◆ **WORK ITEM**
Would you reproduce all of the entries exactly?
=====
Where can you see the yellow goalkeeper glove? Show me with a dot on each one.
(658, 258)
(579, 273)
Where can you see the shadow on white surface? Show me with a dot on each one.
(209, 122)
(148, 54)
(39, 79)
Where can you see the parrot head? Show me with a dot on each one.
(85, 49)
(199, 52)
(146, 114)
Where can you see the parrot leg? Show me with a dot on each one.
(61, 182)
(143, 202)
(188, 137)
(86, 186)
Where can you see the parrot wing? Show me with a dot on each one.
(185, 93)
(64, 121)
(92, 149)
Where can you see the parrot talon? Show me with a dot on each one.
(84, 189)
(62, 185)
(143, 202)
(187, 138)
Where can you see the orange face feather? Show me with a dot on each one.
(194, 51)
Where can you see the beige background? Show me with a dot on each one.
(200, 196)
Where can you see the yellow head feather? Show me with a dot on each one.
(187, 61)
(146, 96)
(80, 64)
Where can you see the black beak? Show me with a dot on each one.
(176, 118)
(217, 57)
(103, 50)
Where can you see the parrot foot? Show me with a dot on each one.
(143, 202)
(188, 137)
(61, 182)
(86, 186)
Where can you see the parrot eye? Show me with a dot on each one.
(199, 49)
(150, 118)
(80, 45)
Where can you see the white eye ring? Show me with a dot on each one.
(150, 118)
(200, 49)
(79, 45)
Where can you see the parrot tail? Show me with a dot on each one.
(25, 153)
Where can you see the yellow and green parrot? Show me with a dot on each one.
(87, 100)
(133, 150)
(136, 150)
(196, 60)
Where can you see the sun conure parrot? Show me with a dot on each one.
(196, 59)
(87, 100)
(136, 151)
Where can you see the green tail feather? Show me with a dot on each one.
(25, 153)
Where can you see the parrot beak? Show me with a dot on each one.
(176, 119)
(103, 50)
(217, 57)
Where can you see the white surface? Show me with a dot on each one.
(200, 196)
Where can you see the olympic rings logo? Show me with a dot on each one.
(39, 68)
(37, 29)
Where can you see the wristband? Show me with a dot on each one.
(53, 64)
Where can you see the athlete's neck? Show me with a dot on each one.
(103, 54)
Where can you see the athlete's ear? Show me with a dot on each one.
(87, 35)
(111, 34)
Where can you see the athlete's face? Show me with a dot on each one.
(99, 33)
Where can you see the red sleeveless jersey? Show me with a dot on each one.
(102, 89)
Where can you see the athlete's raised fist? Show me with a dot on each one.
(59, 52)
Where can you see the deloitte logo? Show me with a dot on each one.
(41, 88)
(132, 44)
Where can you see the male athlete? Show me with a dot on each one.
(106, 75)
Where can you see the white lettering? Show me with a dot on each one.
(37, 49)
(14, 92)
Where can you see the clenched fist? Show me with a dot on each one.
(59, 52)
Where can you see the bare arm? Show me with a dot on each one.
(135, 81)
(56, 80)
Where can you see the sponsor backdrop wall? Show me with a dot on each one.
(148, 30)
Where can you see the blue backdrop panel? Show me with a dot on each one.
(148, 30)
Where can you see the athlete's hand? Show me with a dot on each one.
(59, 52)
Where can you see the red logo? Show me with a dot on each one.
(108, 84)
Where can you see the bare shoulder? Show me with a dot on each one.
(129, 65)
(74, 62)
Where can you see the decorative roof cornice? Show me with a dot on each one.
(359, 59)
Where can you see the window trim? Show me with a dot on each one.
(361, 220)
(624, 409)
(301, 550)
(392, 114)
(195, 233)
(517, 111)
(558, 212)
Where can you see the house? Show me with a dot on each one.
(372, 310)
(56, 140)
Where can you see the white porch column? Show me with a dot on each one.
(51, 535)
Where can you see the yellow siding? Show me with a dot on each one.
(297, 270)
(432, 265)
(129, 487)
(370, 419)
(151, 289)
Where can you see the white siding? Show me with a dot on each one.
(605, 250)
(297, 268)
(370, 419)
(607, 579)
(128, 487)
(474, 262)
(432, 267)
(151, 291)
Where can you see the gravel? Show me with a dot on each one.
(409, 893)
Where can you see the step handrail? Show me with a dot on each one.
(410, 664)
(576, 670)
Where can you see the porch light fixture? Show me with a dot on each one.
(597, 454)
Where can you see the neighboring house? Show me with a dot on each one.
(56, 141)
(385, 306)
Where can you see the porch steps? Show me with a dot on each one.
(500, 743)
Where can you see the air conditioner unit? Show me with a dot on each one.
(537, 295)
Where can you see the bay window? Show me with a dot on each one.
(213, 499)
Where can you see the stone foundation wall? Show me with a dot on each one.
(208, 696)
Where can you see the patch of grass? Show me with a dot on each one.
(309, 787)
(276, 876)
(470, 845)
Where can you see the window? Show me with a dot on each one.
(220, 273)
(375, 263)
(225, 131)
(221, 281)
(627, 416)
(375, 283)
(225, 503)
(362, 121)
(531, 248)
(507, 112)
=====
◆ **EXPECTED OUTPUT**
Where can you see the yellow goalkeeper glove? Show me with a dot on each one.
(658, 258)
(579, 273)
Where can you see the shadow on white surface? Show me with a dot on each one.
(209, 122)
(148, 54)
(39, 79)
Where can you see the parrot head? Show me with a dot on each one.
(85, 49)
(199, 52)
(146, 114)
Where can you see the parrot leg? Show me with a dot on each one.
(61, 182)
(143, 202)
(188, 137)
(86, 186)
Where can you see the parrot wing? Show me with a dot on each one.
(185, 93)
(64, 121)
(92, 149)
Where can you see the parrot talon? Show me with a dot on each one.
(84, 189)
(62, 185)
(143, 202)
(187, 138)
Where can you see the orange face feather? Show me with a dot on each one.
(194, 51)
Where can you see the beige background? Show me with a dot on each one.
(200, 196)
Where can you see the yellow head feather? Show me with a dot on each one.
(187, 61)
(146, 96)
(80, 64)
Where can you see the black beak? Show me with a dot on each one.
(176, 118)
(217, 57)
(103, 50)
Where can you see the parrot foot? Show me with a dot on each one.
(143, 202)
(188, 137)
(61, 182)
(86, 186)
Where can you see the parrot eye? Show me with a dot on each one.
(199, 49)
(150, 118)
(80, 45)
Where can you see the white eye ring? Show me with a dot on each one.
(150, 118)
(200, 49)
(79, 45)
Where can you see the parrot tail? Show me with a dot on each one.
(25, 153)
Where can you see the yellow and green parrot? Show me with a dot on each one.
(87, 100)
(133, 150)
(136, 150)
(196, 60)
Where can you see the sun conure parrot? Show me with a dot on each one.
(196, 59)
(87, 100)
(136, 151)
Where can you see the green tail feather? Show me with a dot on each one.
(25, 153)
Where can you see the parrot beak? Show me with a dot on each one.
(176, 119)
(103, 50)
(217, 57)
Where can you see the white surface? Show me with a dot on each one.
(200, 196)
Where can you see the olympic rings logo? Show me with a dot on each one.
(39, 68)
(37, 29)
Where can you see the wristband? Show me with a dot on each one.
(53, 64)
Where can you see the athlete's neck? Show me with a dot on each one.
(103, 54)
Where can you see the athlete's ear? Show me with a dot on each one.
(87, 35)
(111, 34)
Where can you see the athlete's face? Show me with a dot on each one.
(99, 33)
Where can you see the red sleeveless jersey? Show me with a dot on each one.
(102, 89)
Where can you see the athlete's raised fist? Show me with a dot on each one.
(59, 52)
Where can you see the deloitte logo? Show me with a dot on each one.
(41, 88)
(132, 44)
Where can you see the male athlete? Show me with a dot on each one.
(106, 75)
Where can you see the white lettering? Show me with a dot on each one.
(37, 49)
(14, 92)
Where can you see the clenched fist? Show me with a dot on each one.
(59, 52)
Where can you see the bare arm? Show me with a dot on each one.
(135, 81)
(56, 80)
Where can you see the sponsor backdrop wall? Show me with a dot on each one.
(148, 30)
Where can you see the blue backdrop panel? Show me with a dot on each one.
(148, 30)
Where can you see the athlete's hand? Show me with a dot on each one.
(59, 52)
Where can you see the red logo? Show me with a dot on each one.
(108, 84)
Where can you see the bare shoulder? Show me with a dot on each one.
(129, 65)
(74, 62)
Where can you see the decorative roof cornice? Show me with a dot on each one.
(359, 59)
Where can you see the window trim? Show me with a dot on each one.
(361, 220)
(624, 409)
(301, 550)
(392, 114)
(195, 233)
(517, 111)
(558, 212)
Where can you see the house? Show me with a dot on each one.
(372, 310)
(56, 140)
Where can you see the white porch column? Show me with a dot on each one.
(51, 535)
Where can you see the yellow siding? Show me with a dot on each one.
(297, 270)
(432, 265)
(129, 487)
(370, 419)
(151, 289)
Where can you see the white siding? Show me with a dot on each one.
(605, 250)
(297, 268)
(370, 419)
(607, 579)
(128, 487)
(474, 262)
(432, 267)
(151, 291)
Where can you see the gravel? Show me with a dot on each one.
(409, 893)
Where can you see the step handrail? Show me with a dot on each one.
(410, 664)
(576, 670)
Where can you see the porch light fixture? Show me with a dot on each one.
(597, 454)
Where can you see the neighboring house? Show me with a dot on each one.
(56, 141)
(385, 306)
Where can you see the porch steps? Show me with a dot on each one.
(500, 743)
Where can you see the air conditioner unit? Show me with a dot on each one.
(537, 295)
Where can you see the bay window? Show me with a dot on each one.
(213, 499)
Where can you see the stone foundation wall? Show me with a dot on each one.
(208, 696)
Where can you see the patch of grass? Show me with a dot on each one.
(309, 787)
(276, 876)
(470, 845)
Where can you see the window? Show me with a dot on each one.
(220, 273)
(375, 263)
(225, 131)
(221, 281)
(627, 416)
(375, 283)
(225, 503)
(362, 121)
(531, 248)
(507, 112)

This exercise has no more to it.